**TASKS TO CARRY OUT:**
#1 Summarize the article on threatening calls to Trenton officials in three sentences.
#2 In the article on threatening calls to Trenton officials, take the part that opens with the words containing "The councilwoman received" and closes with "in Tuesday’s Trentonian.", and rewrite it with "curse words" changed to "profanity".
#3 Answer these questions using the article on threatening calls to Trenton officials:
(a) About how many of the phone calls did the councilwoman receive last week?
(b) In which county does Mayor Palmer live with his family?
(c) What is the stated value of the police director's Morris County home?

**EXCERPT TO READ:**
□ □ □ □ □ □ □
Mayor Palmer: teenage girls threaten us

The perpetrators of threatening phone calls made to the home of West Ward Councilwoman Annette Lartigue were none other than three teenage girls from Trenton and Hamilton, who apparently called the city representative by accident.

The councilwoman received around 30 of the phone calls last week, which were filled with homicidal threats and curse words and caused the Trenton Police Department to begin monitoring the home of Ms. Lartigue, similar to the way police are required to protect the oft-empty second home of Mayor Douglas H. Palmer, who lives with his family in Hunterdon County.

“A lot of people, including myself, Police Director Joseph Santiago and others are under assault by people who threaten our homes, families, and personal welfare,” said Mayor Palmer of the teenage girls in Tuesday’s Trentonian.

The report of the attacks and their perpetrators prompted Mayor Palmer to state that he and Police Director Joseph Santiago, who also lives illegally outside the city, receive similar threats, necessitating the police presence at the mayor’s empty Buckingham Avenue home and the director’s continued residence in a $650,000 Morris County home far away from Trenton, in violation of the city’s residency ordinance.

The residency flap should come front-and-center again on Thursday, with Councilman Jim Coston and others on council set to introduce a new resolution that has been described as “palatable” to residents who support the continued existence, and renewed enforcement of the law.
□ □ □ □ □ □ □
**MATERIAL PROVIDED:**
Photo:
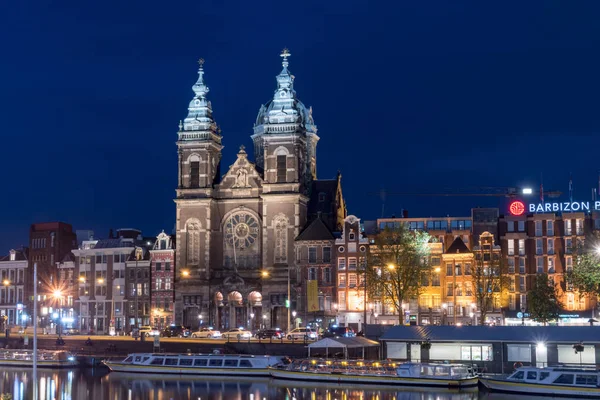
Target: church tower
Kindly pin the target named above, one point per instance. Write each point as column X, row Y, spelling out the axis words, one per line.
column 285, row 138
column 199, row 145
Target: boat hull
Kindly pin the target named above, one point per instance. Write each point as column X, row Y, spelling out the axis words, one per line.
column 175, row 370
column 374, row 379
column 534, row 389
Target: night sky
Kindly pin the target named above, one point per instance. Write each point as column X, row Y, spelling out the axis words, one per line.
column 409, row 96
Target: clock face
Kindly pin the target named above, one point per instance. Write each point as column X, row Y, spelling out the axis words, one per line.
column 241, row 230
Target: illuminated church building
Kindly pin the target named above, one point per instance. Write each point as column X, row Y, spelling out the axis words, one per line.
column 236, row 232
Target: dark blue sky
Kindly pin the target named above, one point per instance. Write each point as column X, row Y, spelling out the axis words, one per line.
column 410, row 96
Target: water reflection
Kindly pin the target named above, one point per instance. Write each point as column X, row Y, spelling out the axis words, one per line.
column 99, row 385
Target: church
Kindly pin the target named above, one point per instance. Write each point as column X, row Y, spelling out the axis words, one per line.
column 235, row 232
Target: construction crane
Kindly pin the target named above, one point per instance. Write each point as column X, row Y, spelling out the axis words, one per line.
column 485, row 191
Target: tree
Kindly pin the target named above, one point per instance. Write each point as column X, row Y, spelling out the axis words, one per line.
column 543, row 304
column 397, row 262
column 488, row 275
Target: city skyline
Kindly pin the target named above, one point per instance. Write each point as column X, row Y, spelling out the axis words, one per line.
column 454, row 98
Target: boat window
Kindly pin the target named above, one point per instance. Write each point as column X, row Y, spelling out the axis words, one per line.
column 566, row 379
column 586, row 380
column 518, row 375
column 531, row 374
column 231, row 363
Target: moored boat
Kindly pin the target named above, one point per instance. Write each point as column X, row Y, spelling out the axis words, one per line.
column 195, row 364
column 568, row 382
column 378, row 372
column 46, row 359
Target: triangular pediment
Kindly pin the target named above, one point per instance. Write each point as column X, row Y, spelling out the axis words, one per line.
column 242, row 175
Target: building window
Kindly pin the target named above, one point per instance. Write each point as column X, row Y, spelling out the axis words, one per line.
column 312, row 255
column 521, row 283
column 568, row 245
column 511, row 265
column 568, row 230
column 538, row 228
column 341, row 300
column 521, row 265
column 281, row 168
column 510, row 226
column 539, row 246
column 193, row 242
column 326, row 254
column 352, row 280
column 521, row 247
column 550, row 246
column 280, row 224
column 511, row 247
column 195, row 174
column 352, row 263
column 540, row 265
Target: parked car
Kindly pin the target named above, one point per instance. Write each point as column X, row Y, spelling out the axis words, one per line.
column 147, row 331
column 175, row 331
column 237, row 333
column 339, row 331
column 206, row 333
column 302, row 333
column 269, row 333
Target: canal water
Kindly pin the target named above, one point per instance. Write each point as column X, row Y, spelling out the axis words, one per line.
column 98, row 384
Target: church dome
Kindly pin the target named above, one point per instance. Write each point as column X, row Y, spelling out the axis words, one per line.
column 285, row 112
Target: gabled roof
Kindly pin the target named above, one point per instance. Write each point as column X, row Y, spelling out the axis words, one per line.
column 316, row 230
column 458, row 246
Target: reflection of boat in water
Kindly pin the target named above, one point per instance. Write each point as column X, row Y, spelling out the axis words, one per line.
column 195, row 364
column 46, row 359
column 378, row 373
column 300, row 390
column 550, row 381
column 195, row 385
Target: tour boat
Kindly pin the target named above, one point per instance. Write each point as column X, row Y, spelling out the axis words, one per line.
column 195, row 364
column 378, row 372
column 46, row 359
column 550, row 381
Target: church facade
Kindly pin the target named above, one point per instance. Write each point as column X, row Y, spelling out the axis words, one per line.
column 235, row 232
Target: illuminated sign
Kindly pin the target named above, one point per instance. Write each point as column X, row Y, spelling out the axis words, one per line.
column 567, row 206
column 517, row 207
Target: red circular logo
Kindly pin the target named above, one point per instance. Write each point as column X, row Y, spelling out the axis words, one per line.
□ □ □ □ □ □ □
**ANSWER SET:**
#1 About 30 threatening phone calls to the home of West Ward Councilwoman Annette Lartigue last week came from three teenage girls from Trenton and Hamilton, who apparently called her by accident, and the Trenton Police Department began monitoring her home. The report prompted Mayor Douglas H. Palmer to say that he and Police Director Joseph Santiago, who both live outside the city, receive similar threats. Councilman Jim Coston and others on council are set to introduce a new resolution on the residency issue on Thursday.

#2
The councilwoman received around 30 of the phone calls last week, which were filled with homicidal threats and profanity and caused the Trenton Police Department to begin monitoring the home of Ms. Lartigue, similar to the way police are required to protect the oft-empty second home of Mayor Douglas H. Palmer, who lives with his family in Hunterdon County.

“A lot of people, including myself, Police Director Joseph Santiago and others are under assault by people who threaten our homes, families, and personal welfare,” said Mayor Palmer of the teenage girls in Tuesday’s Trentonian.

#3
(a) Around 30.
(b) Hunterdon County.
(c) $650,000.